This fall, the USC Mark and Mary Stevens Neuroimaging and Informatics Institute (INI) received a $2 million competitive renewal from the Alzheimer’s Association to continue expanding its pioneering data-sharing platform, the Global Alzheimer’s Association Interactive Network (GAAIN).

Launched in 2014, GAAIN connects researchers collecting and analyzing Alzheimer’s disease data through a unique “federated” model, which allows researchers to access vast datasets and conduct preliminary analyses, while data owners maintain rights and control over their information. The platform solves the technological challenges of maintaining a massive database while respecting the sociological needs of the research community.

“GAAIN is poised to become a global community where thousands of Alzheimer’s researchers securely share data, analyses and publications,” said Arthur W. Toga, PhD, Provost Professor of Ophthamology, Neurology, Psychiatry and the Behavioral Sciences, Radiology and Engineering and the Keck School of Medicine. “We’re excited about the tremendous potential for the next phase of this project.”

According to Toga, who serves as director of the INI and principal investigator of GAAIN, the new grant will fund a new era of GAAIN, one focused on increasing adoption of the platform and an expansion of its existing infrastructure. With aggressive goals for adding data and users, the network aims to offer Alzheimer’s researchers larger sample sizes that span geographic regions, ethnic groups and other attributes. As adoption increases, a newly updated technological architecture will allow GAAIN to scale up to accommodate the needs of its growing user base.

Other new features include additional ways to tag and categorize data, increasingly sophisticated search and harmonization functions, and streamlined data request protocols. GAAIN also aims to refine the user experience with more opportunities for feedback and personalization, as well as additional training seminars, tutorials and resources for those using the platform. On a larger scale, the GAAIN team aims to continue engaging with the Alzheimer’s community as a whole to ensure that the network’s milestones align with the needs of researchers, practitioners, patients and caregivers.

GAAIN has already contributed significant scientific breakthroughs in the field of Alzheimer’s disease, including the overturning of a seminal finding on the link between sex, age and AD risk. More recent studies have explored the relationship between sex, amyloid beta and tau pathology and other topics.

“We already have the tools and framework in place to seamlessly connect the Alzheimer’s research community,” Toga said. “With the continued support of the Alzheimer’s Association, we can now make that vision a reality.”
####################
§ Instructions:
a: According to the GAAIN article, the GAAIN team wants the network's milestones to match the needs of which groups? List them all.
b: Retype the portion of the GAAIN article that opens with the words containing "This fall, the" and closes with "Interactive Network (GAAIN).".
The material after the GAAIN article is separate from it.

§ Available data:
####################
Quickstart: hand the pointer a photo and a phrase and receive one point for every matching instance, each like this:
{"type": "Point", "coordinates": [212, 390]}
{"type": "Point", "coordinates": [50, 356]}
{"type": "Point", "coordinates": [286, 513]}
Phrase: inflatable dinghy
####################
§ Written responses:
a:
- Researchers
- Practitioners
- Patients
- Caregivers

b:
This fall, the USC Mark and Mary Stevens Neuroimaging and Informatics Institute (INI) received a $2 million competitive renewal from the Alzheimer’s Association to continue expanding its pioneering data-sharing platform, the Global Alzheimer’s Association Interactive Network (GAAIN).